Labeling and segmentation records
□ □ □ □ □

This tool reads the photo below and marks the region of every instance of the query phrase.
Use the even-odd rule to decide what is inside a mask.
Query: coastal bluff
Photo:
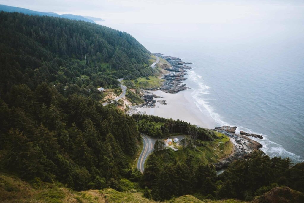
[[[260,143],[247,136],[250,135],[236,134],[237,128],[236,126],[224,126],[216,127],[213,130],[228,136],[233,144],[233,149],[230,155],[213,164],[216,170],[227,167],[233,161],[250,156],[251,153],[263,147]]]

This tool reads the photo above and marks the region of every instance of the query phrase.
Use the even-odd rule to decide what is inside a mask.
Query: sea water
[[[302,161],[302,24],[102,24],[130,33],[151,52],[193,63],[185,82],[216,125],[262,135],[253,139],[265,153]]]

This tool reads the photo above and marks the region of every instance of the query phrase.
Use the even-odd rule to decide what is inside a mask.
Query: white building
[[[169,142],[172,142],[172,140],[171,139],[168,138],[166,140],[166,142],[167,143],[169,143]]]
[[[102,87],[99,87],[99,88],[97,88],[96,89],[99,90],[100,92],[103,92],[105,91],[105,89],[103,88]]]

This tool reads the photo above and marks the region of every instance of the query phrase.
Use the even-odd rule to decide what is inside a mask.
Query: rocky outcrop
[[[178,65],[186,65],[187,64],[191,64],[192,63],[191,62],[184,62],[183,61],[180,61],[177,62],[177,64]]]
[[[241,131],[240,132],[240,133],[241,135],[246,135],[246,136],[251,136],[251,137],[253,137],[254,138],[259,138],[260,139],[263,139],[263,137],[260,135],[257,135],[257,134],[254,134],[254,133],[248,133],[246,132],[244,132],[244,131]]]
[[[224,130],[229,132],[235,133],[235,130],[237,129],[237,127],[224,126],[221,127],[216,127],[214,128],[219,130]]]
[[[164,68],[165,70],[167,70],[169,71],[174,71],[174,72],[185,72],[186,71],[184,70],[183,69],[182,69],[181,68],[177,68],[176,67],[172,67],[172,68]]]
[[[159,103],[161,104],[167,104],[167,103],[166,103],[166,101],[164,100],[157,100],[157,102],[159,102]]]
[[[187,66],[185,64],[191,63],[182,61],[180,58],[177,57],[168,56],[162,57],[167,60],[171,66],[162,67],[169,72],[161,77],[162,79],[165,81],[160,89],[169,93],[177,93],[180,91],[187,89],[188,87],[181,81],[186,79],[184,77],[187,75],[185,72],[187,71],[184,69],[192,68],[191,67]]]
[[[191,69],[192,68],[192,67],[191,66],[187,66],[185,65],[184,65],[183,66],[179,66],[179,67],[183,69]]]
[[[181,59],[178,58],[178,57],[173,57],[172,56],[165,56],[162,57],[164,59],[165,59],[167,61],[181,61]]]
[[[254,150],[263,147],[260,143],[248,137],[236,134],[236,127],[224,126],[215,128],[216,131],[228,136],[233,144],[233,149],[231,154],[213,164],[216,170],[226,168],[234,161],[243,159]]]

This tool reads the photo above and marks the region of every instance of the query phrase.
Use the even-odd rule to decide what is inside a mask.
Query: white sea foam
[[[211,117],[214,120],[216,124],[219,126],[237,126],[237,128],[236,133],[237,134],[239,134],[240,131],[241,130],[250,133],[262,135],[263,136],[264,139],[253,137],[251,137],[250,138],[262,144],[263,147],[261,149],[270,156],[280,156],[282,157],[289,157],[292,160],[296,162],[303,161],[304,160],[302,157],[300,156],[286,150],[282,147],[282,145],[270,140],[268,138],[267,135],[255,132],[251,129],[238,125],[236,124],[229,124],[224,121],[222,117],[215,112],[209,101],[208,101],[211,100],[206,98],[206,96],[204,96],[204,95],[209,93],[208,90],[210,87],[203,83],[202,82],[202,77],[196,75],[194,70],[191,70],[189,72],[188,79],[195,82],[198,86],[197,89],[194,89],[191,93],[191,95],[194,99],[195,103],[202,112],[204,112],[204,110],[207,110]]]

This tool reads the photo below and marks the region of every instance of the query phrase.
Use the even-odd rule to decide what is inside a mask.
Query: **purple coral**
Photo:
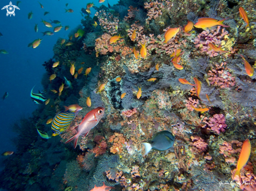
[[[213,117],[210,117],[207,123],[211,129],[217,132],[219,134],[220,132],[224,132],[225,128],[227,127],[226,124],[225,117],[223,114],[215,114]]]

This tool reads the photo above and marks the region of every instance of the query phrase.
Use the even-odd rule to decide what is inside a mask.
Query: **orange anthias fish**
[[[92,7],[94,5],[93,4],[93,2],[91,3],[87,3],[86,5],[86,8],[90,9],[91,7]]]
[[[240,171],[248,161],[250,154],[251,154],[251,143],[249,139],[246,139],[243,143],[242,149],[240,153],[239,158],[237,162],[237,168],[233,171],[233,175],[232,179],[234,180],[236,175],[239,176],[240,179]]]
[[[54,31],[55,32],[59,32],[60,30],[61,30],[61,29],[63,27],[61,26],[61,25],[60,26],[58,26],[58,27],[54,27],[53,31]]]
[[[192,21],[188,21],[187,24],[183,27],[183,32],[186,34],[191,34],[188,33],[188,32],[191,31],[192,30],[194,27],[194,23]]]
[[[101,93],[102,91],[103,90],[105,89],[105,83],[102,84],[101,86],[99,86],[98,88],[98,90],[97,91],[96,93],[99,92]]]
[[[156,79],[157,79],[157,78],[151,78],[150,79],[149,79],[148,80],[147,80],[147,81],[154,81],[154,80],[155,80]]]
[[[208,94],[206,93],[205,96],[206,96],[206,98],[207,99],[208,101],[209,101],[209,102],[210,102],[210,103],[212,104],[210,101],[210,98],[209,98],[209,96],[208,96]]]
[[[243,59],[243,62],[244,63],[244,67],[246,67],[246,73],[249,76],[253,76],[253,72],[254,69],[252,67],[251,67],[251,65],[247,61],[246,58],[243,57],[243,56],[241,54],[239,54]]]
[[[60,93],[61,93],[61,92],[62,91],[62,90],[63,90],[63,88],[64,88],[64,83],[62,83],[60,86],[60,88],[59,88],[59,92]]]
[[[92,24],[93,26],[94,26],[95,28],[96,28],[97,26],[98,26],[98,24],[97,23],[97,22],[94,21],[94,24]]]
[[[242,17],[244,21],[247,23],[246,26],[246,29],[247,27],[250,27],[249,25],[249,19],[248,17],[247,17],[247,13],[246,13],[246,11],[242,7],[239,8],[239,13],[240,16]]]
[[[62,45],[65,43],[65,41],[66,41],[66,39],[63,39],[61,40],[61,42],[60,43],[60,44]]]
[[[193,86],[196,86],[195,84],[192,84],[192,83],[190,83],[188,82],[188,81],[187,81],[185,78],[179,78],[179,81],[180,81],[181,83],[183,83],[183,84],[188,84],[188,85]]]
[[[38,3],[39,3],[39,2],[38,2]],[[41,6],[41,8],[43,9],[43,6],[42,6],[42,5],[41,3],[39,3],[39,4],[40,4],[40,6]]]
[[[142,91],[141,91],[141,87],[140,87],[140,88],[138,87],[138,88],[139,88],[139,90],[138,90],[138,92],[137,92],[137,99],[139,99],[141,97]]]
[[[60,62],[58,61],[56,62],[54,62],[53,64],[52,65],[52,67],[55,68],[55,67],[57,67],[59,65],[59,64],[60,64]]]
[[[122,78],[121,78],[120,77],[118,77],[117,78],[116,78],[116,81],[117,82],[119,82],[120,81],[121,81],[121,79]]]
[[[86,104],[90,108],[92,105],[92,102],[91,102],[91,99],[90,98],[90,96],[87,98],[86,100]]]
[[[83,109],[83,108],[82,108],[81,106],[79,105],[78,104],[70,105],[69,105],[68,106],[64,106],[64,108],[65,108],[65,111],[69,110],[73,112],[76,112],[77,111],[80,111]]]
[[[74,11],[71,9],[65,9],[65,10],[66,11],[65,13],[73,13],[73,12],[74,12]]]
[[[47,22],[45,20],[43,20],[43,19],[42,19],[41,22],[43,22],[44,25],[48,28],[52,28],[52,25],[51,25],[50,22]]]
[[[86,137],[91,129],[97,125],[104,114],[105,109],[101,107],[96,108],[84,117],[82,122],[74,128],[76,128],[77,134],[69,139],[65,144],[73,141],[74,148],[76,147],[77,140],[80,135]]]
[[[139,54],[138,54],[138,52],[137,52],[135,47],[133,47],[133,54],[134,56],[135,56],[135,58],[138,59],[139,58]]]
[[[50,99],[49,98],[46,101],[46,105],[49,103],[49,102],[50,102]]]
[[[121,95],[121,99],[124,98],[125,97],[125,95],[126,95],[126,93],[123,93]]]
[[[208,44],[209,48],[208,50],[210,51],[211,50],[214,50],[215,52],[229,52],[229,51],[225,51],[221,49],[221,45],[220,44],[218,47],[217,47],[214,44],[213,44],[211,42],[209,43]]]
[[[83,69],[84,69],[84,68],[81,67],[77,71],[78,74],[80,74],[81,73],[82,73],[82,72],[83,71]]]
[[[42,41],[42,39],[37,39],[35,40],[33,42],[32,45],[33,45],[33,49],[36,48],[37,46],[39,45],[39,44],[41,43],[41,41]]]
[[[74,78],[75,79],[77,78],[77,73],[75,74],[75,75],[74,75]]]
[[[201,82],[199,81],[197,78],[196,77],[194,77],[194,81],[195,81],[195,82],[196,83],[196,96],[197,96],[198,98],[199,97],[199,94],[200,94],[200,92],[201,92]]]
[[[208,111],[210,110],[209,108],[195,108],[192,105],[190,105],[190,106],[191,106],[191,108],[194,109],[195,111],[199,111],[199,112],[201,112],[201,113],[205,112],[206,111]]]
[[[132,32],[132,34],[131,35],[131,40],[133,41],[136,39],[136,29],[133,30],[133,32]]]
[[[14,151],[6,151],[2,154],[3,156],[8,156],[14,153]]]
[[[71,74],[71,75],[73,75],[74,74],[75,74],[75,63],[73,63],[73,64],[71,63],[71,66],[70,67],[70,74]]]
[[[52,122],[52,118],[49,118],[47,121],[46,122],[47,124],[49,124],[51,123]]]
[[[54,80],[55,78],[56,78],[56,76],[57,76],[57,75],[55,74],[52,74],[51,76],[50,76],[50,78],[49,78],[49,80],[50,80],[50,83],[51,83],[51,80]]]
[[[51,91],[52,91],[53,93],[56,93],[58,92],[55,90],[51,90]]]
[[[179,28],[170,28],[167,30],[164,33],[164,42],[167,43],[171,38],[175,38],[179,30]]]
[[[143,58],[146,58],[147,56],[147,47],[146,47],[146,42],[144,43],[143,44],[140,43],[141,45],[141,47],[140,48],[140,55]]]
[[[103,1],[103,0],[99,0]],[[104,0],[105,1],[105,0]],[[91,189],[90,191],[109,191],[111,189],[115,189],[115,188],[110,186],[107,186],[105,185],[105,183],[103,182],[103,186],[96,187],[96,185],[94,186],[94,187]]]
[[[223,22],[228,18],[218,21],[218,20],[212,18],[201,18],[198,19],[198,21],[196,23],[194,26],[196,28],[199,28],[205,29],[206,28],[213,27],[216,25],[219,25],[224,27],[229,27],[227,25],[223,24]]]
[[[87,76],[87,75],[88,75],[89,73],[91,72],[91,70],[92,70],[92,68],[91,67],[90,68],[87,68],[85,70],[85,74],[84,74],[84,75]]]
[[[155,65],[155,69],[158,71],[159,71],[159,64],[157,64],[156,65]]]
[[[65,44],[65,46],[71,46],[71,45],[73,44],[73,42],[69,42]]]
[[[182,52],[181,53],[181,50],[180,49],[176,49],[175,51],[175,54],[174,54],[174,57],[171,59],[171,61],[172,61],[172,63],[173,64],[173,66],[177,69],[183,69],[183,67],[177,63],[179,63],[179,58],[182,55],[183,53],[185,52],[184,51]],[[171,56],[173,55],[173,53],[172,54]]]
[[[115,42],[116,42],[118,40],[119,40],[120,39],[121,39],[122,38],[124,38],[124,37],[121,37],[120,35],[120,34],[118,36],[116,35],[116,36],[112,37],[111,38],[110,40],[109,40],[109,43],[110,44],[114,43]]]

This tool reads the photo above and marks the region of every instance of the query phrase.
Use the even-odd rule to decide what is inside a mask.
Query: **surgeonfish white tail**
[[[145,153],[143,156],[147,155],[152,149],[151,144],[148,142],[142,142],[142,145],[145,147]]]

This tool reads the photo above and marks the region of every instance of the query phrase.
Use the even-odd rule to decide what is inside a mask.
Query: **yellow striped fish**
[[[79,111],[73,112],[69,110],[62,111],[57,114],[51,123],[51,129],[53,132],[53,136],[55,136],[62,133],[71,123]]]

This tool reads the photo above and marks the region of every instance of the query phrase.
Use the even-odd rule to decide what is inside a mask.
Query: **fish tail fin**
[[[224,21],[225,20],[227,20],[227,19],[228,19],[228,18],[226,18],[226,19],[222,19],[222,20],[220,20],[218,21],[218,22],[219,23],[218,24],[218,25],[219,25],[220,26],[221,26],[221,27],[229,27],[229,26],[225,25],[224,24],[223,24],[223,22],[224,22]]]
[[[75,148],[76,147],[76,146],[77,145],[77,140],[78,140],[79,137],[79,135],[76,134],[74,137],[71,137],[70,139],[68,140],[65,142],[65,144],[68,144],[71,141],[73,141],[73,144],[74,145],[74,148],[75,149]]]
[[[69,110],[69,107],[67,107],[66,106],[63,106],[63,107],[65,108],[65,111]]]
[[[148,142],[142,142],[142,145],[145,147],[145,153],[143,156],[146,156],[149,152],[149,151],[150,151],[152,149],[152,146]]]
[[[239,176],[239,178],[240,178],[240,171],[239,171],[237,169],[236,169],[233,171],[233,175],[232,176],[232,179],[234,180],[236,175],[237,175],[238,176]]]

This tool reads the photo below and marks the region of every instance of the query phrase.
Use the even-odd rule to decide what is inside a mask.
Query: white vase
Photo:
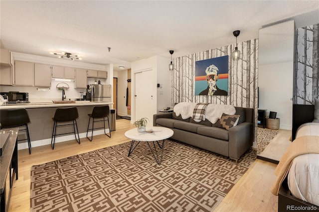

□ □ □ □ □

REQUIRED TASK: Tally the lines in the material above that contain the string "white". Reply with the number alone.

EXERCISE RESULT: 4